__Required action 1__
For each statement about the book review text, state whether it agrees with the text. Answer yes or no, and quote the deciding words of the text exactly. (a) Before reading the book, the reviewer knew a great deal about the Gates family. (b) The Midnight Library is published by Canongate. (c) The Midnight Library runs to 320 pages.
__Required action 2__
Echo the passage of the book review text between "Even if it turns" and "is available now.", inclusive.
__Required action 3__
Proceed with the book review text, picking up directly after its final sentence.

__Text segment__
☆ ☆ ☆

Melinda’s unforgettable narrative is backed by startling data as she presents the issues that most need our attention – from child marriage to lack of access to contraceptives to gender inequity in the workplace. And, for the first time, she writes about her personal life and the road to equality in her own marriage. Throughout, she shows how there has never been more opportunity to change the world – and ourselves.

When we lift others up, they lift us up, too.

The Review

I won’t proclaim to know a lot about the Gates family. Besides knowing that Bill Gates owned Microsoft (I think) before reading this book I wouldn’t have been able to tell you much else except maybe the conspiracy theories surrounding the Covid jab but even then that was all conjecture. What I know now after reading The Moment of Lift is that the Gates family seem like pretty alright people.

Okay, so the book is hardly subjective being written by Melinda Gates and therefore being her perspective and highlighting the positives but if we look at the positives as a whole then the work that she does to help people seems pretty great. Educating girls about how to keep themselves safe, how to deliver babies safely in underpriviliged countries. Encouraging young women to get into STEM – on paper it all sounds wonderful.

Even if it turns out that all the conspiracy theories are true the things that you can take from this book is that it is well written and that it does elevate you to think differently about other people and how we all could do with helping others. That is a message that really resonates.

The Moment of Lift by Melinda Gates is available now.

For more information regarding Melinda Gates (@melindagates) please visit her Twitter page.

For more information regarding Pan Macmillan (@panmacmillan) please visit www.panmacmillan.com.

Title: The Midnight Library

Author: Matt Haig

Pages: 288 Pages

Publisher: Canongate

The Blurb

The touching, funny and heartwarming new novel from the Sunday Times bestselling author of How to Stop Time and Reasons to Stay Alive.

Between life and death there is a library.

When Nora Seed finds herself in the Midnight Library, she has a chance to make things right. Up until now, her life has been full of misery and regret. She feels she has let everyone down, including herself. But things are about to change.

☆ ☆ ☆

(Collected data entries)
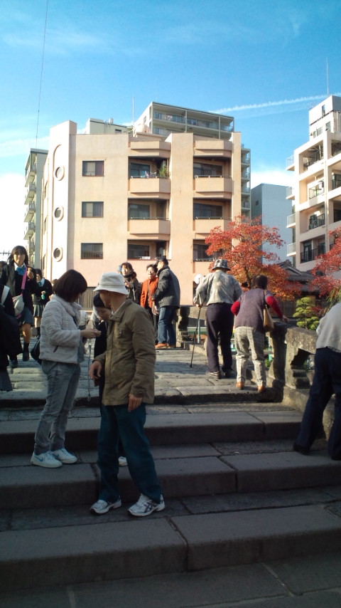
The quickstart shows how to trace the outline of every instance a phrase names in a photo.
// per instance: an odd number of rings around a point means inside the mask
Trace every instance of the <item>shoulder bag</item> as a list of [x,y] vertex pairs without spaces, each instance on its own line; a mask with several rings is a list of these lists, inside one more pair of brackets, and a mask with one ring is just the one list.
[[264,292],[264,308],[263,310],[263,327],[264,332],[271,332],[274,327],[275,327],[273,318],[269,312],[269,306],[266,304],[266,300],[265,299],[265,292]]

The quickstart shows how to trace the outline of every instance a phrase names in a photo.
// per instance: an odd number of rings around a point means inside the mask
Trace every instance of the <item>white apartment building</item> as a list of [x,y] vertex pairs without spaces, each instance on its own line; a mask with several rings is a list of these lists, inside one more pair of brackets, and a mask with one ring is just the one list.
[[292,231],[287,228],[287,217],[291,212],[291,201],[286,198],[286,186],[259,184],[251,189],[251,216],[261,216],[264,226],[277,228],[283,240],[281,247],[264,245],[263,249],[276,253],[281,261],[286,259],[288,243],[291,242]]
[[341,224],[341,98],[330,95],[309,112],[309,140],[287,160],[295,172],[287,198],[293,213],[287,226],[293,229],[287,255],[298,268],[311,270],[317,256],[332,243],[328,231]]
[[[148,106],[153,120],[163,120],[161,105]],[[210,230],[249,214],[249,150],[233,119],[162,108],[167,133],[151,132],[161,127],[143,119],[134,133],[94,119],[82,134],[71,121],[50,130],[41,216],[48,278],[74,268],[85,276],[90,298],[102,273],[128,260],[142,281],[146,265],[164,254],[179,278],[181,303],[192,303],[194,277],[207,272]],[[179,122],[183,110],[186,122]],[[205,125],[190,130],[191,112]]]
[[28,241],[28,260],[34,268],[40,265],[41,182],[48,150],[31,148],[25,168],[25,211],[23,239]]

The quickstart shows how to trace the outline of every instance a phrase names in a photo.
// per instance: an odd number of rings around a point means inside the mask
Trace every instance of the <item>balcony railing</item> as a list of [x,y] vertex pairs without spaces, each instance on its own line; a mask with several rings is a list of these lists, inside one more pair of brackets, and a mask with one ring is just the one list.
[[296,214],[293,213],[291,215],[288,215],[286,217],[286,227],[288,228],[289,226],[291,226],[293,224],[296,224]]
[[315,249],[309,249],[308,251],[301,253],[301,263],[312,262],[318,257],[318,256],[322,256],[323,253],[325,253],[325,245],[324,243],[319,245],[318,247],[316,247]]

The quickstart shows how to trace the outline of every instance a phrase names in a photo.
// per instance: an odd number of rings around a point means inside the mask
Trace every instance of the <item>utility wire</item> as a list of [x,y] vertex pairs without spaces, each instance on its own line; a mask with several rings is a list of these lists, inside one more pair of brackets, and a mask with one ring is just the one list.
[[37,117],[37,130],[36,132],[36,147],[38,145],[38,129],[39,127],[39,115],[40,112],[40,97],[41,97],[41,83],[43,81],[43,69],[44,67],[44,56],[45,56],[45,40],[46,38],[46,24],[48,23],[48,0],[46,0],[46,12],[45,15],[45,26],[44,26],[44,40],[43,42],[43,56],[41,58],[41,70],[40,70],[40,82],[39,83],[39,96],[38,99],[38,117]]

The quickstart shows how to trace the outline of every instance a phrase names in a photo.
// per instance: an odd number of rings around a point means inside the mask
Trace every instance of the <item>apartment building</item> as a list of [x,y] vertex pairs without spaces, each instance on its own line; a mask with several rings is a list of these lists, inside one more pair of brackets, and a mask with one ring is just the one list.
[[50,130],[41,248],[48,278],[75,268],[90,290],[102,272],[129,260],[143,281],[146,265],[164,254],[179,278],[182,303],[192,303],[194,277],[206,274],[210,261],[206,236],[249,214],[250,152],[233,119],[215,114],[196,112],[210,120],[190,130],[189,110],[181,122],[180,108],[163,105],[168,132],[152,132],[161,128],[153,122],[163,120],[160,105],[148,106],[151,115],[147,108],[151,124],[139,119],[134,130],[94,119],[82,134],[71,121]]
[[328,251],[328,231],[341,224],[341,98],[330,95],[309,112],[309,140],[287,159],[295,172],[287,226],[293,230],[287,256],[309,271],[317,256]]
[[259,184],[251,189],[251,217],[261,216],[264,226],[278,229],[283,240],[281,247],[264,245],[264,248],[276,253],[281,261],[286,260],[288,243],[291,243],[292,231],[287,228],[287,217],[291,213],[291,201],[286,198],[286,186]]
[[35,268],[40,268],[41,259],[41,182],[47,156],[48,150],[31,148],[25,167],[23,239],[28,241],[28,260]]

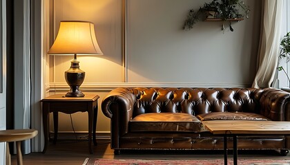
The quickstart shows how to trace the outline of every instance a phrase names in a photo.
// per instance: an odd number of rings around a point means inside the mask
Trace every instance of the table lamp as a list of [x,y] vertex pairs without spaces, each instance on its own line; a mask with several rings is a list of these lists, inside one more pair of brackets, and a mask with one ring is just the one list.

☆ ☆ ☆

__Answer box 1__
(a) No: "I won’t proclaim to know a lot about the Gates family."
(b) Yes: "Publisher: Canongate"
(c) No: "Pages: 288 Pages"

__Answer box 2__
Even if it turns out that all the conspiracy theories are true the things that you can take from this book is that it is well written and that it does elevate you to think differently about other people and how we all could do with helping others. That is a message that really resonates.

The Moment of Lift by Melinda Gates is available now.

__Answer box 3__
The books in the Midnight Library enable Nora to live as if she had done things differently. With the help of an old friend, she can now undo every one of her regrets as she tries to work out her perfect life. But things aren’t always what she imagined they’d be, and soon her choices place the library and herself in extreme danger.

Before time runs out, she must answer the ultimate question: what is the best way to live?

The Review

It would be fair to say that I have a complicated relationship with Matt Haig’s writing. I have read a few of his books and whilst I have loved his non-fiction – seriously his perspective on mental health is fascinating and so very helpful – I haven’t really managed to get along too well with his fiction. However, at the insistence of a close friend I gave The Midnight Library a go and I have to admit I really, really liked it.

It is the story of Nora Seed – a young girl whose life doesn’t seem to have lived up to the promises of what life should be and due to that she wants her life to be over. She ends up in a place called The Midnight Library which gives her to opportunity to see how her life would be if she had taken different paths.

Now you could say that this is a trope that has been examined before – most notably in It’s A Wonderful Life – however, Haig has a brilliant way of juxtaposing the weird and wonderful with the ordinary and humdrum and he shows Nora Seed seeing how everyone is impacted by her existence in different forms. What is also great is that The Midnight Library is not twee. It is thoughtful and introspective but inviting and engaging.

Reading The Midnight Library has certainly made me more interested in reading more fiction from Matt Haig.

The Midnight Library by Matt Haig is available now.